● Records provided
* begin *

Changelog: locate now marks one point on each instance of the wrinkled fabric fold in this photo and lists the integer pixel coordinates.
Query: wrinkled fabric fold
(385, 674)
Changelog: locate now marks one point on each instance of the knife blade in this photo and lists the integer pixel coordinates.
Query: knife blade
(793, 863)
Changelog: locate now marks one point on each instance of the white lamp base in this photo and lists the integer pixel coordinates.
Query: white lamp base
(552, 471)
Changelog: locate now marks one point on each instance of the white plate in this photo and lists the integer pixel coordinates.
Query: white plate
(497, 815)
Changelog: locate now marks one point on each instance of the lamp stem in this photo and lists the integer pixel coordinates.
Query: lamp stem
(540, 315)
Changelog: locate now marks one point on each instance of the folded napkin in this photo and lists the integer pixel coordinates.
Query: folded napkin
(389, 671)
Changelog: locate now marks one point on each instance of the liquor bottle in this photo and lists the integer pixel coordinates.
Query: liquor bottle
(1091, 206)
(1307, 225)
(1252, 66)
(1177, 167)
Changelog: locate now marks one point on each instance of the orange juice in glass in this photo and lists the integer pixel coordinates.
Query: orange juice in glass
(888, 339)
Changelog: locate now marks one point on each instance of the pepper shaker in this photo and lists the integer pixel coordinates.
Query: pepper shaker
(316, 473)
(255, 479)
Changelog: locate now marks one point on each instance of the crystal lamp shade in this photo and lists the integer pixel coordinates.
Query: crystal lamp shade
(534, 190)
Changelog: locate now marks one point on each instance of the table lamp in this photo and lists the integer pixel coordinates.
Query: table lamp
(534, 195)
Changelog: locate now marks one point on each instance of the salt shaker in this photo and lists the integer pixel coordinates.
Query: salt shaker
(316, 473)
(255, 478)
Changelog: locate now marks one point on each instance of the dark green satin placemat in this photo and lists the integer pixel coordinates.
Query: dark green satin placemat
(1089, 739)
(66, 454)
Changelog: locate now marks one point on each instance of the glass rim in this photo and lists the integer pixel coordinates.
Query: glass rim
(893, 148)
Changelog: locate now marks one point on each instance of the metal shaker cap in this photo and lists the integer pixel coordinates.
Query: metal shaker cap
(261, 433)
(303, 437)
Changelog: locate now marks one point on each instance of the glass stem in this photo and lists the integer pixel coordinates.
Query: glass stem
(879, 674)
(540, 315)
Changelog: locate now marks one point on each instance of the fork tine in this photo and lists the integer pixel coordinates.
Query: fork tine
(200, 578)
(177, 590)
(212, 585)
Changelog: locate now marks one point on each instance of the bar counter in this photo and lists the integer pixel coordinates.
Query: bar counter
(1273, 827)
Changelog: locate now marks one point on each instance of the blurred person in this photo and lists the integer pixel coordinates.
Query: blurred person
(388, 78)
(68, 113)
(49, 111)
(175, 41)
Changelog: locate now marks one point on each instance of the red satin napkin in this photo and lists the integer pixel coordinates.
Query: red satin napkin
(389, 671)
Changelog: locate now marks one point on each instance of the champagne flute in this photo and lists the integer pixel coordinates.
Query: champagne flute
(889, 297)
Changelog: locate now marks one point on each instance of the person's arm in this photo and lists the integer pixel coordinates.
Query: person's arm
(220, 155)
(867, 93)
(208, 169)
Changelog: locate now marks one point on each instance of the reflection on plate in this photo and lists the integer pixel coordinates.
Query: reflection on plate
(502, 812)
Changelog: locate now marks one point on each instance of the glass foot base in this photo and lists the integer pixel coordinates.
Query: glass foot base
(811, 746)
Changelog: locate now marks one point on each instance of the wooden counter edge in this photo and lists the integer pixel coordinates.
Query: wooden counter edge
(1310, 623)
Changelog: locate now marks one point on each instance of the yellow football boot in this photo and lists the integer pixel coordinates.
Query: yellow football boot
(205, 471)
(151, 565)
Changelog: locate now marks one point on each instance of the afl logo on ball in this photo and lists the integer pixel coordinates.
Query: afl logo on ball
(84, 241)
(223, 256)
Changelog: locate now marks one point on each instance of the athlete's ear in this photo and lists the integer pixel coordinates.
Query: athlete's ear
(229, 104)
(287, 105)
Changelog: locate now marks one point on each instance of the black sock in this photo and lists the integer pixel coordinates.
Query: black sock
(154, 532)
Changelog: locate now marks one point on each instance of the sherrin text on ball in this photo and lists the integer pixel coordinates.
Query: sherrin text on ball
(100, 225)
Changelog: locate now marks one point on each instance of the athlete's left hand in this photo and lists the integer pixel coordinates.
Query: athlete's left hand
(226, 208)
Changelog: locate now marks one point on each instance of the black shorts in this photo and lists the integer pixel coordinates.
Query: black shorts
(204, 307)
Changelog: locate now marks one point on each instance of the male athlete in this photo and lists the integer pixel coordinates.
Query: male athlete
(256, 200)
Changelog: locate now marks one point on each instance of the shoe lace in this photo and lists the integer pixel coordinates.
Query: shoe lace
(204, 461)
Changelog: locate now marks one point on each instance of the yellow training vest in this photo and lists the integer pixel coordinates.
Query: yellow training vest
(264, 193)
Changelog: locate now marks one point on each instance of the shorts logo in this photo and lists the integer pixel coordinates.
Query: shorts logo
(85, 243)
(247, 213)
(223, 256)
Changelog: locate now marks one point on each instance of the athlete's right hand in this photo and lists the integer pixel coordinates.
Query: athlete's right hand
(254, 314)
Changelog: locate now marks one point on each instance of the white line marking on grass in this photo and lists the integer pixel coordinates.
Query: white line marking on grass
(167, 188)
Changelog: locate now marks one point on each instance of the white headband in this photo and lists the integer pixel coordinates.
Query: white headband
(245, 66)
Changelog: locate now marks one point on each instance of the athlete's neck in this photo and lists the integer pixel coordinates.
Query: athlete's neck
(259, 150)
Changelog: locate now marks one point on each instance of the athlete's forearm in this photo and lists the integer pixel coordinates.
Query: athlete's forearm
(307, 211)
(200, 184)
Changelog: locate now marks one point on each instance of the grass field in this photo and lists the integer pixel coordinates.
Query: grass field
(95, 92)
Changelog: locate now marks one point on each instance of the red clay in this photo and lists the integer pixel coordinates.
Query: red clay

* end *

● What you should do
Every line above should be printed again exactly as it stands.

● Result for this exercise
Changelog: locate now marks one point on each instance of the wrinkled fabric fold in this photo and lists the integer pixel coordinates.
Query: wrinkled fabric fold
(385, 674)
Changelog: locate now marks one point on each instance of the knife blade in this photo and lists the integer pixel coordinates.
Query: knife blade
(793, 863)
Changelog: locate now marks one point on each instance of the white lamp base in this photo and lists the integer pixel coordinates.
Query: white lamp base
(552, 471)
Changelog: locate now marks one point on each instance of the white plate in this photo and lists the integer pixel coordinates.
Query: white plate
(497, 815)
Changelog: locate now marks one point on each instance of the lamp stem in this photo and lists the integer pixel coordinates.
Query: lamp stem
(540, 315)
Changelog: locate now marks one point on each instance of the folded napkin in this photo and lists the integer pixel coordinates.
Query: folded napkin
(389, 671)
Changelog: locate now marks one point on each instance of the liquor bottle in this photo and lists the integer pixel coordinates.
Query: liquor bottle
(1091, 206)
(1307, 225)
(1252, 66)
(1177, 167)
Changelog: locate now marks one point on each instance of the orange juice in glass in this photo and lists the integer pixel coordinates.
Query: orange juice in glass
(888, 339)
Changelog: locate now marks one point on each instance of the pepper shaker in this photo and lists the integer pixel coordinates.
Query: pepper shaker
(316, 473)
(255, 479)
Changelog: locate now marks one point on each instance of the crystal lamp shade in this photo and lists the integer pixel coordinates.
Query: crystal lamp shade
(534, 190)
Changelog: locate now marks one point on each instance of the table lamp in this photo and lists the integer pixel coordinates.
Query: table lamp
(534, 195)
Changelog: locate now marks one point on each instance of the salt shaker in this photo and lists the integer pixel coordinates.
Query: salt shaker
(316, 473)
(255, 478)
Changelog: locate now marks one point on each instance of the dark green satin placemat in this photo and lists the integer pixel coordinates.
Query: dark green satin placemat
(1089, 739)
(66, 454)
Changelog: locate now marks one point on each instance of the glass rim in this photo and lists the integer pixel coordinates.
Query: glass rim
(893, 148)
Changelog: locate now marks one point on each instance of the metal shaker cap in this photo and lists the integer pixel coordinates.
Query: metal shaker cap
(261, 433)
(303, 437)
Changelog: locate now marks one point on each instance of the glass stem in this photo and lists the integer pixel coordinates.
Query: glass stem
(879, 674)
(540, 315)
Changelog: locate now marks one point on each instance of the fork tine in this photo and lists the integer pixel coordinates.
Query: fork tine
(200, 578)
(177, 590)
(212, 585)
Changelog: locate now marks one point on each instance of the bar counter in this photo and lists the integer pixel coordinates.
Query: bar counter
(1273, 827)
Changelog: locate now marks one point on each instance of the blurred person in this photo and lists the integer pixel coordinates.
Query: blurred person
(388, 78)
(68, 113)
(49, 111)
(175, 41)
Changelog: locate now marks one point on each instance of the red satin napkin in this photo and lists the integer pixel coordinates.
Query: red satin napkin
(389, 671)
Changelog: locate now marks one point on each instance of the champagne flute in this photo and lists the integer pixel coordinates.
Query: champagne flute
(889, 297)
Changelog: locate now marks one point on each instance of the person's arm in this photo and lists the integer pixel coordinates.
Query: person's arm
(220, 155)
(867, 93)
(208, 169)
Changelog: locate now marks one point on each instance of the reflection on plate in this photo and lists the integer pixel coordinates.
Query: reflection on plate
(502, 812)
Changelog: locate now marks one point on each instance of the glass foot base in this photo and lists the integer pixel coordinates.
Query: glass foot base
(811, 746)
Changelog: locate now marks one point on each instance of the wooden counter edge in this photo and lists the integer pixel coordinates.
Query: wooden counter edge
(1310, 623)
Changelog: locate now marks one point on each instance of the yellow football boot in this photo and lists the integer pixel coordinates.
Query: yellow football boot
(205, 471)
(151, 565)
Changelog: locate now marks one point on each instance of the afl logo on ball in this photo and lists the integer pixel coordinates.
Query: afl logo on ball
(84, 241)
(223, 256)
Changelog: locate now marks one point on each instance of the athlete's ear in this photo and lists the integer pixel coordinates.
Query: athlete's ear
(229, 104)
(287, 105)
Changelog: locate now marks one point on each instance of the black sock in this photo and lists the integer pixel coordinates.
Query: black sock
(154, 532)
Changelog: locate now marks one point on each instance of the sherrin text on ball in this photo and lists the integer pixel coordinates.
Query: sherrin text on ball
(100, 225)
Changelog: locate now marks one point on each instance of the athlete's left hand in this photo and lists the integer pixel coordinates.
Query: athlete's left hand
(226, 208)
Changelog: locate now marks one point on each instance of the black shorts in this photo and lists the integer pixel coordinates.
Query: black shorts
(204, 307)
Changelog: locate now marks one point on each instance of the male athlete in this photo and lists the integer pixel coordinates.
Query: male athlete
(256, 200)
Changelog: locate now marks one point on each instance of the shoe lace in this photo and lists the integer pixel coordinates.
Query: shoe lace
(204, 461)
Changelog: locate now marks one point on each instance of the yellow training vest in this photo and lists the integer pixel coordinates.
Query: yellow training vest
(264, 193)
Changelog: locate now marks one point on each instance of the shorts logo in this photo and lists the integer pixel coordinates.
Query: shorts logo
(85, 243)
(247, 213)
(223, 256)
Changelog: locate now marks one point on each instance of the athlete's right hand in this photo and lists the integer pixel coordinates.
Query: athlete's right hand
(254, 314)
Changelog: locate now marks one point on each instance of the white line marking on grass in this photo and lists the integer pixel coordinates.
Query: white line marking on grass
(167, 188)
Changelog: locate now marks one point on each instance of the white headband in this photo and lists the integer pixel coordinates.
Query: white headband
(245, 66)
Changelog: locate now marks one point on each instance of the athlete's neck in this photo and lists the integer pixel coordinates.
Query: athlete's neck
(259, 150)
Changelog: locate now marks one point on each instance of the athlete's forearm in this photo and lists the integer pixel coordinates.
Query: athlete's forearm
(307, 211)
(200, 184)
Changelog: locate now marks one point on each instance of the grass field in this photo and lists the integer pixel coordinates.
Query: grass field
(95, 92)
Changelog: locate now marks one point on each instance of the red clay in this photo and lists the integer pixel coordinates.
Query: red clay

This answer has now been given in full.